* Tasks and exercises
• a. In the Yo-Yo Map post, which main website does the map tie back to?
• b. Return the part of the Yo-Yo Map post that opens with the words containing "The focus was" and closes with "and living together.", copied without changes.

* Document passage
Content starts

I struggled with whether I should share this, but then decided: why not? At the very least, I’ve tried to be security conscious and transparent. The big takeaway is that I built something that, from what I can tell, works and it even has some basic privacy considerations built in.
So here it is: the Yo‑Yo Map, where throwers can show their general location and help identify pockets of yo‑yoers close enough for meetups and events.
The focus was honestly very Mid‑Atlantic / East Coast US, and the platform is very slow because I went with the “everything is free and low‑resource” approach to deploying a web app. However, technically the platform should be globally available, and it’s GDPR‑compliant, regionally compliant, and COPPA‑compliant.
It does tie back to the DMV Throwers main website because it’s easier to keep everything linked and living together.
As with any silly project I do, I’m as transparent as possible; so the GitHub repo is public. You’re welcome to submit a PR if you have a tweak you’re interested in adding (pending my review). All the details, including how it’s hosted and built, are there… plus some junk I need to clean up, but I’m too lazy to do that right now because it’ll break stuff.

Content ends

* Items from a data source
Content starts

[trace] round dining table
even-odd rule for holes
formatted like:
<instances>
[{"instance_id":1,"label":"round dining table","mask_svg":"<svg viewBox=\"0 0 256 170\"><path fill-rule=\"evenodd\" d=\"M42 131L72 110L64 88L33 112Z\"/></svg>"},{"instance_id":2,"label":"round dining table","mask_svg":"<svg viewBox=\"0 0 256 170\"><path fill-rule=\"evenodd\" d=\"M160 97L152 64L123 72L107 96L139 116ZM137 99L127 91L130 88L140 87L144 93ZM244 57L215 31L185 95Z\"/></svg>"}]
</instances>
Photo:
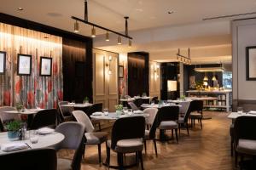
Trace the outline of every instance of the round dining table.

Content ends

* Answer section
• a. The DMV Throwers main website.

• b.
The focus was honestly very Mid‑Atlantic / East Coast US, and the platform is very slow because I went with the “everything is free and low‑resource” approach to deploying a web app. However, technically the platform should be globally available, and it’s GDPR‑compliant, regionally compliant, and COPPA‑compliant.
It does tie back to the DMV Throwers main website because it’s easier to keep everything linked and living together.